++++ Extrait proposé
S.L.R. : Des fumigènes à Liège ?
Alexandre : Oui mais alors, l’auteur risque une interdiction… Plus sérieusement, on utilise parfois d’autres objets. Au Festival Improliégeois, ce sont des éponges de bains, qui sont vertes si l’on approuve ce qui se passe, mais qui sont rouges la plupart du temps.
S.L.R. : On ne les lance pas, alors ?
Alexandre : Le public peut les lancer sur la patinoire et les arbitres assistants les ramassent au fur et à mesure.
S.L.R. : Alors, tu as parlé du Festival Improliégeois qui est relativement connu ou qui commence à l’être à tout le moins. Y a-t-il d’autres manifestations, un championnat organisé ?
Alexandre : On ne fait partie d’aucun championnat. Il y a différentes ligues ou fédération amatrices en francophonie. Il existe une ligue professionnelle qui accueille des comédiens professionnels mais elle ne dispose que de 4 équipes. C’est donc vraiment un cercle très fermé. Nous n’appartenons à aucune ligue, ce sont des matchs ou des spectacles ponctuels que l’on organise essentiellement sur Waremme puisque l’A.S.B.L. qui comprend les équipes des Fauves qui peut et des Otarires vient de Waremme mais on organise parfois aussi des événements sur Liège et il y a maintenant désormais le Festival Improliégeois.
S.L.R. : Avec le Jeune barreau dans la salle…
S.L.R. : Parlons un peu de vous. Vous êtes tous les trois dans le même cabinet, les associés ont-ils besoin de jeunes rodés à l’improvisation en raison de la mauvaise préparation des dossiers ? Plus sérieusement, la pratique de l’impro aide-t-elle dans le métier d’avocat ?
Bertrand : C’est vrai que la pratique de l’improvisation demande un certain nombre de qualités que l’on développe petit à petit : le sens de l’écoute, le sens de la répartie, la spontanéité, la réactivité, l’aisance en public, … Ces qualités aident lors des audiences, des rendez-vous, etc..
++++++++
++++ Éléments
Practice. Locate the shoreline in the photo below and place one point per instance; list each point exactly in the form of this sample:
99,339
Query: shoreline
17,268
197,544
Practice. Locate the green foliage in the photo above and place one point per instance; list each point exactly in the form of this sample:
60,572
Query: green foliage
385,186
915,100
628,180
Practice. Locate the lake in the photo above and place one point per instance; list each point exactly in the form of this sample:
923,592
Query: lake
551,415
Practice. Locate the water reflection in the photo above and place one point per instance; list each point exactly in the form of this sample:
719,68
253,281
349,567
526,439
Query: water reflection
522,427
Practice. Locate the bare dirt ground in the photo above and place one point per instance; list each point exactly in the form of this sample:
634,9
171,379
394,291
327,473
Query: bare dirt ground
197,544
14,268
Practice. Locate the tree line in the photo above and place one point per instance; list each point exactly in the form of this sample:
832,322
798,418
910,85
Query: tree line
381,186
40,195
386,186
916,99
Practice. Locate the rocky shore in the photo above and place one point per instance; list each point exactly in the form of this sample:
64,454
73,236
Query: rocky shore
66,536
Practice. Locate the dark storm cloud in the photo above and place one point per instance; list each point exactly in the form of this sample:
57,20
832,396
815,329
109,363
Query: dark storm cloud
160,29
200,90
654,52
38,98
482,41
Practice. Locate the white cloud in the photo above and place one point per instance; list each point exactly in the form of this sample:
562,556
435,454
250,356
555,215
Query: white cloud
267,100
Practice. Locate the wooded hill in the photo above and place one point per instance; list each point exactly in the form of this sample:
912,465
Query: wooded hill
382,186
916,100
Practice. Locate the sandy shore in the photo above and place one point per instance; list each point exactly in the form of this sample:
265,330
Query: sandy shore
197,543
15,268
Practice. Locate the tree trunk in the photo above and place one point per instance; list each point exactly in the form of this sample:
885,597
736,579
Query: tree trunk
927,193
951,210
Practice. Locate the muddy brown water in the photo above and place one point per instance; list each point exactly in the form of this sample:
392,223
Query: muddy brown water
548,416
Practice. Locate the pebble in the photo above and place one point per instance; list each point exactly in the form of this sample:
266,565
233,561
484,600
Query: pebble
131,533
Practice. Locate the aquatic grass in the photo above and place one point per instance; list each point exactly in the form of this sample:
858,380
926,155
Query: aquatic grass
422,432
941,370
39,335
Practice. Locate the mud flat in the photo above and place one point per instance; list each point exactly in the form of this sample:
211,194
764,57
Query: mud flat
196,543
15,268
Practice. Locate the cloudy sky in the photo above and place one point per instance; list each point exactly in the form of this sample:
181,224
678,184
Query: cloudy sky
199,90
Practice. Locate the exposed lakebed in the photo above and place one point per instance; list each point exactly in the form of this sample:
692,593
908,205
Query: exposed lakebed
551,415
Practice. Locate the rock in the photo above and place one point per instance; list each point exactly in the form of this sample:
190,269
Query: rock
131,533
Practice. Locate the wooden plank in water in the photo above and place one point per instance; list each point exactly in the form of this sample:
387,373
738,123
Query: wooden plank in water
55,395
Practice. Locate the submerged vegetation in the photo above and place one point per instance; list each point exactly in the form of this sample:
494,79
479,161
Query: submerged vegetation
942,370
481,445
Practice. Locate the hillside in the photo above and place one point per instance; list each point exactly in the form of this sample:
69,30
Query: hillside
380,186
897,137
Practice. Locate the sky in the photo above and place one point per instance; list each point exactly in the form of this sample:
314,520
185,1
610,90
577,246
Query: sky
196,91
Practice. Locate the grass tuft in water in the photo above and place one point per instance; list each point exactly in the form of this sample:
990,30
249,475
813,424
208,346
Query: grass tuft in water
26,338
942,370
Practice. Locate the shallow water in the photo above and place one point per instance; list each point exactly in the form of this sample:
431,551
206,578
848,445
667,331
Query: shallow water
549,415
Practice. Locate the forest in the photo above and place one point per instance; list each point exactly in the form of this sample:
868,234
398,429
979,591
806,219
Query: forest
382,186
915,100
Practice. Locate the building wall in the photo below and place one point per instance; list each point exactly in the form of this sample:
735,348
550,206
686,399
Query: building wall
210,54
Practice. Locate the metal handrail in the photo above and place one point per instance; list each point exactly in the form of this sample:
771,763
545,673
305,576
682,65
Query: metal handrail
++++++++
• _Exercice écrit 1_: Extrayez du listing ci-dessus toutes les lignes qui contiennent la chaîne « handrail ».
• _Exercice écrit 2_: Rédigez la suite de l'entretien sur l'improvisation théâtrale, en reprenant juste après sa dernière réplique.

• _Réponse attendue 1_:
Practice. Locate the metal handrail in the photo above and place one point per instance; list each point exactly in the form of this sample:
Query: metal handrail

• _Réponse attendue 2_:
Alexandre : La pratique de l’impro est utile, de manière plus générale, dans toutes les situations de la vie. Certainement en tant qu’avocat mais également pendant les études. Sans être nécessairement mois stressé, on a acquis l’aptitude de jouer la personne qui est à l’aise et cela influence le ressenti de l’interlocuteur. C’est exactement la même chose à l’audience, on n’est pas toujours parfaitement sûr de soi mais en tout cas on sait peut-être un peu plus facilement donner l’impression de retomber sur ses pattes. Je ne sais pas si cela peut faire la différence mais cela peut être un gros plus…
Sarah : Ce n’est effectivement pas parce que tu fais de l’impro que t’es automatiquement un ténor mais ça aide à relativiser et à démystifier la prise de parole. Quand tu as pris un vent devant 200 personnes, je crois qu’il a pas mal de choses que tu relativises.
S.L.R. : Y a-t-il d’autres facettes de l’impro que vous retrouvez dans le métier d’avocat ? Le respect des règles de non-rudesse, dont vous avez parlé, par exemple ?
Bertrand : On retrouve le principe de la prise de recul, le temps d’une prestation, par rapport à la personne qu’on a en face de soi. Elle joue un rôle. Finalement, le tribunal, c’est un peu pareil. On a un mandat de défendre tel intérêt et donc on va faire tout ce qu’il faut – certes dans les limites de la déontologie – pour remplir ce mandat. C’est en quelque sorte un rôle.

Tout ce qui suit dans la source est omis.